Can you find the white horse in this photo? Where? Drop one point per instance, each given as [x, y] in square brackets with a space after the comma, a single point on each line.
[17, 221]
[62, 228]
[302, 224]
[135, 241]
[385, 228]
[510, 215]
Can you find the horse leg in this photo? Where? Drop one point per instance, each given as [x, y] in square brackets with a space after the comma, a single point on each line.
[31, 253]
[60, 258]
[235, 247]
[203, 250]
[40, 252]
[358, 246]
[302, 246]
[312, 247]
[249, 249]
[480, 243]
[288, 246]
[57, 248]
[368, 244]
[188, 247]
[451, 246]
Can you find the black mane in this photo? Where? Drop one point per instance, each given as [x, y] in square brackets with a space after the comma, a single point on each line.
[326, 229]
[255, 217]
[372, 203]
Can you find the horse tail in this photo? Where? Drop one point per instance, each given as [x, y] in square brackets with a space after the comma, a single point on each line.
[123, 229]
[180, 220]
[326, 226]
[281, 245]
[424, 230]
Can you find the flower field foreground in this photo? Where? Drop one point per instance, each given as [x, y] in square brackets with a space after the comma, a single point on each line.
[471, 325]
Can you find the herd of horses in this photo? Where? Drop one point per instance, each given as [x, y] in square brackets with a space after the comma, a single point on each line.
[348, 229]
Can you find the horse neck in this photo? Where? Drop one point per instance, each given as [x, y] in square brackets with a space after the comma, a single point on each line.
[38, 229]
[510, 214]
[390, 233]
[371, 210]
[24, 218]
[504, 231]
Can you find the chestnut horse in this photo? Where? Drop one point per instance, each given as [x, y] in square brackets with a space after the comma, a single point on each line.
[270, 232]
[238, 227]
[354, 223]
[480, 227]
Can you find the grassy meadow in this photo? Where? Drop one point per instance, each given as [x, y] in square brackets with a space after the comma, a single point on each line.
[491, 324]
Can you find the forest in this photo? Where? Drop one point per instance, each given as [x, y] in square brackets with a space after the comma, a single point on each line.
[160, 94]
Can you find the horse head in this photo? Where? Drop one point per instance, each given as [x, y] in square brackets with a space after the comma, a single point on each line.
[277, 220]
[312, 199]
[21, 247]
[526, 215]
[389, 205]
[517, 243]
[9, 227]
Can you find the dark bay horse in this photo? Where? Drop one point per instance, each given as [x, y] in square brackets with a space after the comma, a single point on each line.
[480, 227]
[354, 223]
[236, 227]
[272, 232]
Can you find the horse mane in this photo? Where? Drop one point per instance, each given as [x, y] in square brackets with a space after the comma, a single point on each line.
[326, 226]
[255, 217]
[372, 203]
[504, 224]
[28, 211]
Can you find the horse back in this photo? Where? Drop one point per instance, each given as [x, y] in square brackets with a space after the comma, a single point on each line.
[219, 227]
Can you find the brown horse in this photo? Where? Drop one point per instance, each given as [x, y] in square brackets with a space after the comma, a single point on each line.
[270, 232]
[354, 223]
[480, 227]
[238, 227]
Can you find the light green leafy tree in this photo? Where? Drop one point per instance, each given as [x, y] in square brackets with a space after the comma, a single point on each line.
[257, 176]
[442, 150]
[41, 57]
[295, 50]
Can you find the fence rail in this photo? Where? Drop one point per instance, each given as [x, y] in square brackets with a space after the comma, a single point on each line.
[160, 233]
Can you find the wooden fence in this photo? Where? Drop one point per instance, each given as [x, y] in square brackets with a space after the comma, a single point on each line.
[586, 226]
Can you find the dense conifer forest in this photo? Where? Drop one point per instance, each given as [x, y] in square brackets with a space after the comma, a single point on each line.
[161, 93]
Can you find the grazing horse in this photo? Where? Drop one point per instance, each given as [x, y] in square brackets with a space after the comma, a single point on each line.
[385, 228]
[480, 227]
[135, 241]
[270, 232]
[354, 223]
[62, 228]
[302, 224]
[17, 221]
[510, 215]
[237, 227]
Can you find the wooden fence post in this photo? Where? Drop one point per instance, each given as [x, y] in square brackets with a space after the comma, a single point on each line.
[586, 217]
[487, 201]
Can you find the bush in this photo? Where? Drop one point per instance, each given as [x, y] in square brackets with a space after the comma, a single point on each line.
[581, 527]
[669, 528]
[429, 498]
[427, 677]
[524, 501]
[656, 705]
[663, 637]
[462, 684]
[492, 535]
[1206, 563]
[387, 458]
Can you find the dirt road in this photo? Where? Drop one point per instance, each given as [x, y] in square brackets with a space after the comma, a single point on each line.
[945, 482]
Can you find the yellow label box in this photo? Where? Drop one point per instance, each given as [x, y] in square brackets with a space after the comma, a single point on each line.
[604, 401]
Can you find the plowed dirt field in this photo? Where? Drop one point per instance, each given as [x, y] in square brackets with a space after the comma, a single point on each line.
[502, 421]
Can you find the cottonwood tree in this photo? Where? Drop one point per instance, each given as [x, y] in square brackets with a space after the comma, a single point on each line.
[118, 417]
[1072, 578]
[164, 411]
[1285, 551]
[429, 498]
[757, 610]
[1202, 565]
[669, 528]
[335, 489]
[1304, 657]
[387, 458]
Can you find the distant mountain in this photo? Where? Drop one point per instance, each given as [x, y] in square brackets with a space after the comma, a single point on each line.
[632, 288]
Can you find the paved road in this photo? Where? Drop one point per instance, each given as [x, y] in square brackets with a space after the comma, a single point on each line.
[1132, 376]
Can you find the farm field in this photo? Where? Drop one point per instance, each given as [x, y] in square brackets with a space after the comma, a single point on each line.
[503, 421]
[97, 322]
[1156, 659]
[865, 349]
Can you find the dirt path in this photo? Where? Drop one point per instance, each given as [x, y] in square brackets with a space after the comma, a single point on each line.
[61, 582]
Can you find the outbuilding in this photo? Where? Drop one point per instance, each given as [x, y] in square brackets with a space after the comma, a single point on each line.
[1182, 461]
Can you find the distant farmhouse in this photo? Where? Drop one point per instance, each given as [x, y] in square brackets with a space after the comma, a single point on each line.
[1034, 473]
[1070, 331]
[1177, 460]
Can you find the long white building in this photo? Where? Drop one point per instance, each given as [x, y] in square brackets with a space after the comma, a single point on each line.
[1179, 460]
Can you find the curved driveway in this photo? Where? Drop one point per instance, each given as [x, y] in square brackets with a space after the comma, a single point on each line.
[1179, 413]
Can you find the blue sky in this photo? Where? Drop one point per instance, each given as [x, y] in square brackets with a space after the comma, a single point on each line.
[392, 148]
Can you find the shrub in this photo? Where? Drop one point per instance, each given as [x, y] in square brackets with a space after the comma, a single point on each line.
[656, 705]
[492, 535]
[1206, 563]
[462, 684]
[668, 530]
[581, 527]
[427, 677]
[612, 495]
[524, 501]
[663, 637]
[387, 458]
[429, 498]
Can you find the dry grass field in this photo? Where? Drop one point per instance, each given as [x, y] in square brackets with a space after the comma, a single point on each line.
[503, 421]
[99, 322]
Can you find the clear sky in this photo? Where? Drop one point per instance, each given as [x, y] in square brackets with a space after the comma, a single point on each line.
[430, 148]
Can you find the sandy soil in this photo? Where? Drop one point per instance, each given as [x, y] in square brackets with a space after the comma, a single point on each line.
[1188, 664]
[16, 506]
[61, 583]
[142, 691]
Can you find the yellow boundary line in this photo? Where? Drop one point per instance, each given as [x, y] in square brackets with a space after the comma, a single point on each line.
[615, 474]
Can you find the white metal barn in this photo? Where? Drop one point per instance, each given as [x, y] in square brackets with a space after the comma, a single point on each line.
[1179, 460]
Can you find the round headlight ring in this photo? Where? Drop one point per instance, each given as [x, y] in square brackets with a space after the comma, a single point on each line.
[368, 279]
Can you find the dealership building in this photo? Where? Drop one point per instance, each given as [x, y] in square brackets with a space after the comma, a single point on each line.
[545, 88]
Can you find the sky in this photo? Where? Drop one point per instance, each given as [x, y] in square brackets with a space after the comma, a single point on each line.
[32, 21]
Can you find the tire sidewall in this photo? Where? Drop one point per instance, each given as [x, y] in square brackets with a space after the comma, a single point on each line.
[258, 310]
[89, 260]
══════════
* GOAL *
Repeat exactly, and only, the lines of the records above, starting with the line that contains "Can you find the blue" and ending with the final line, both included.

* EXERCISE SOLUTION *
Can you find the blue sky in this photo? Where? Drop one point per instance, each given as [x, y] in square brackets with a space after the comma, a single point on each line.
[392, 148]
Can you find the shrub in this photo? Where? Drop one point per instance, each given as [x, y] in square brackets with a space after the comma, a single point on each line.
[656, 705]
[492, 535]
[1206, 563]
[462, 684]
[668, 530]
[581, 527]
[427, 677]
[612, 495]
[524, 501]
[663, 637]
[387, 458]
[429, 498]
Can you find the dry grass field in this photo? Where? Drop one point per instance, each given as [x, y] in square brackets with a space after the comma, a single point on each line.
[503, 421]
[99, 322]
Can you find the clear sky in this photo? Where? Drop one point per instance, each given as [x, y] in square brackets with a space after the comma, a single point on each line.
[430, 148]
Can you find the sandy soil in this photo? Where? Drop one point per instance, each given as [x, y] in square brackets with a space after the comma, a single point on each line.
[1188, 664]
[16, 506]
[61, 583]
[142, 691]
Can you find the yellow boundary line in this photo? Where? Drop one point per instance, each given as [x, y] in square brackets with a space after the comma, a single point on each line.
[615, 474]
Can you find the white metal barn in this photo? Where? Drop one point per instance, each given as [x, y] in square brackets with a space after the comma, a single point on each line.
[1179, 460]
Can you find the round headlight ring in this photo? Where? Drop one point per instance, each given as [x, y] in square brackets with a space after the comma, a single point on each line.
[368, 279]
Can you find the dealership building in this photo? Where? Drop one point per instance, each given as [x, y] in square brackets with a space after the comma, a single point on each line.
[545, 88]
Can you find the sky in this photo? Where? Drop one point per instance, each given as [x, y] in square brackets with a space after the comma, a single point on each line.
[32, 21]
Can you find the tire sidewall in this photo? Where? Drop one point per instance, each given as [x, y] in square brackets with a space after the comma, a single point on each line.
[258, 310]
[89, 260]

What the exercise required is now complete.